» **Required task**
Rewrite the rows below, substituting "named object" for "listed target" wherever it occurs and leaving everything else as it is.
----- Listed records
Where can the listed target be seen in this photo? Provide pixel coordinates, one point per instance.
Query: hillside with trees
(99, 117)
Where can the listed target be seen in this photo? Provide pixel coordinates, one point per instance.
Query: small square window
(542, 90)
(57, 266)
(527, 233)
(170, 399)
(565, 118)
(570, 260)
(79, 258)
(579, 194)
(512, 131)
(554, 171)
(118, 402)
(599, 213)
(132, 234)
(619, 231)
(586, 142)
----------
» **Full solution**
Where can the named object be seen in this photo? Provide pixel coordinates, one point per instance.
Query: hillside with trees
(99, 117)
Where can the named object be seen in this photo? Provide pixel coordinates, one point per instance.
Query: small square window
(542, 90)
(57, 266)
(527, 233)
(170, 399)
(565, 118)
(570, 260)
(79, 258)
(579, 194)
(512, 131)
(554, 171)
(118, 402)
(599, 213)
(132, 234)
(619, 231)
(586, 142)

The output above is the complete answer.